Please copy out every line of the items below, requests included, and rescale each coordinate in the answers by 0.5, rounding to the nearest whole number with halves rounded up.

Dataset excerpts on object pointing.
◆ ◆ ◆

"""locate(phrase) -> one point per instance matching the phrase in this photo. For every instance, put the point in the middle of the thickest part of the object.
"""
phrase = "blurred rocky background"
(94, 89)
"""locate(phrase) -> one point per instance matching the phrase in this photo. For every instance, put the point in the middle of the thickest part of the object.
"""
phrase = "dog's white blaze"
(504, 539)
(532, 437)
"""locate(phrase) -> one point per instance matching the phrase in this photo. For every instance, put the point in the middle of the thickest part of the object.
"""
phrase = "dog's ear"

◆ ◆ ◆

Result of this task.
"""locate(phrase) -> one point per instance matching the phrase in this photo. For every instance, put the point in the middle of the thickest part of the object.
"""
phrase = "blurred rocky background"
(47, 45)
"""locate(phrase) -> one point per instance matching the phrase in this photo. For every instance, put the point in the middle of the thickest part of the object.
"""
phrase = "dog's white blaze"
(252, 270)
(266, 219)
"""locate(phrase) -> one point per instance matching the phrase in this photo. For every instance, put the point in the middle of the thickest part of the object.
"""
phrase = "dog's ear"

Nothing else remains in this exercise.